#### Ejercicios:
1. Resume en forma de lista el párrafo del fragmento que comienza con «Una de las características de este animalito» y conserva sus datos principales.
2. Contesta con los datos del fragmento:
(a) ¿Cuántos apéndices tiene el pulpo?
(b) ¿Con qué ingredientes acompaña el texto la tabla de pulpo a la gallega?
(c) ¿Qué dos entidades se citan como ejemplos de quienes cometen desmanes contra los ciudadanos?
3. Según el fragmento, ¿por qué los ciudadanos de hoy se parecen más a la presa que al pulpo? Responde en una o dos oraciones.

#### Fragmento:

+--

La del pulpo

          El pulpo es un molusco cefalópodo con ocho apéndices que le siguen tras su maleable cuerpo, capaz de estrecharse y alargarse como un contorsionista. Y una capacidad para desfigurarse que ya la quisieran para sí muchos de los que se dedican a la cosa pública. Sin embargo, al contrario que le ocurre al político de turno, el pulpo lejos de ser intragable es un manjar para finos paladares. Pocas cosas hay tan exquisitas como una tabla de este amigo preparado a la gallega con su pimentón, su sal gorda y sus papas.

          Una de las características de este animalito, cuando se encuentra en la libertad de sus aguas y su medio natural, es la eficacia con la que utiliza sus numerosos tentáculos. Con ellos puede agarrar una pequeña presa apenas tirando de una de sus alargadas patas, o puede ponerlas a trabajar todas a la vez para cobrarse otra de mayor tamaño por medio de la asfixia. 

          Los ciudadanos de hoy en día nos parecemos mucho más a la presa que al octópodo y, cada día más, sufrimos el abrazo asfixiante de entidades que, en un alarde de poca vergüenza e impunidad se cuelan en nuestro territorio para hacer y deshacer a su antojo. Como si no tuviéramos suficiente con aceptar que el virus tenga la llave para abrir las células del cuerpo en canal al más puro estilo okupa, también tenemos que soportar los desmanes de la Hacienda Pública o de los bancos, por citar un par de ejemplos.

+--

#### Material de consulta:
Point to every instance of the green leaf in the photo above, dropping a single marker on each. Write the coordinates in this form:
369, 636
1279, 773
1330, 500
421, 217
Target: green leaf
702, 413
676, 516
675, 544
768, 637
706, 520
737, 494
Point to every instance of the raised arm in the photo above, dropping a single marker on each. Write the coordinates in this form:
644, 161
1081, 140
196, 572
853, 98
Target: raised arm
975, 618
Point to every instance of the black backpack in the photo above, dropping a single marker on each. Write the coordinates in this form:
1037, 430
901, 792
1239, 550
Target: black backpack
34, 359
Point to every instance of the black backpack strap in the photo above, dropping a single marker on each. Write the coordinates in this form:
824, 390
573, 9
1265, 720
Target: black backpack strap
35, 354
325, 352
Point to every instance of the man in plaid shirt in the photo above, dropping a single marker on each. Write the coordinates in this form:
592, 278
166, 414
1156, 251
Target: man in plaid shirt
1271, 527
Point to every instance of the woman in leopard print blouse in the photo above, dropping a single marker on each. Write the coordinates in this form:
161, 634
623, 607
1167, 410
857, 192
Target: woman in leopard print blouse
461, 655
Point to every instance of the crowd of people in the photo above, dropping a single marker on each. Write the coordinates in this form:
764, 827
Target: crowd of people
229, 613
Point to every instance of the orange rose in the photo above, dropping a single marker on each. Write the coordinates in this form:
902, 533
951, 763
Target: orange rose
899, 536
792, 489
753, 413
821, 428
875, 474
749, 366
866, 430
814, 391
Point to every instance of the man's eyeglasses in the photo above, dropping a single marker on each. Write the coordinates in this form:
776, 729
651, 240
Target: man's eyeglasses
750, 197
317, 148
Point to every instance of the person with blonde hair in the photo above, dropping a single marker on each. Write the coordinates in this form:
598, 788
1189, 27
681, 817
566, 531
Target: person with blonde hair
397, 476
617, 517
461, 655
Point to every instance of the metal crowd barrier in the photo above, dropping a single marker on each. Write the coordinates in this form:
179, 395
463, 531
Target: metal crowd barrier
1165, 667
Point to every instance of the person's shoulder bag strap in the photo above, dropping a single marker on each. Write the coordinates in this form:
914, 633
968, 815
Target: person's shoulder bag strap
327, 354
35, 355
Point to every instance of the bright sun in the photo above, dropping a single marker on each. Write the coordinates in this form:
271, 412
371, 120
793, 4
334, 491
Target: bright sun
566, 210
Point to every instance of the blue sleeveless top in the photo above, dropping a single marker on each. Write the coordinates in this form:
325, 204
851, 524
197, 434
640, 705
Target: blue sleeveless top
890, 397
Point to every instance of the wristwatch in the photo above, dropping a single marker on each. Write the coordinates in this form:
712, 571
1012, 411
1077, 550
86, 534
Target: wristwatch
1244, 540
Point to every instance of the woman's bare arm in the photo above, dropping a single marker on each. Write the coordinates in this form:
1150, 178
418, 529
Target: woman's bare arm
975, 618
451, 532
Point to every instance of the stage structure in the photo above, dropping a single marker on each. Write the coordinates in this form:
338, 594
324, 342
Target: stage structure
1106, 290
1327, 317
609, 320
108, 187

+--

#### Soluciones:
1.
- El pulpo, en libertad y en su medio natural, usa sus numerosos tentáculos con gran eficacia.
- Para atrapar una presa pequeña le basta con tirar de una sola de sus alargadas patas.
- Para cobrarse una presa de mayor tamaño pone a trabajar todas a la vez y la mata por asfixia.

2.
(a) Ocho apéndices.
(b) Con pimentón, sal gorda y papas.
(c) La Hacienda Pública y los bancos.

3. Se parecen más a la presa porque cada día sufren más el abrazo asfixiante de entidades que se cuelan en su territorio con poca vergüenza e impunidad para hacer y deshacer a su antojo.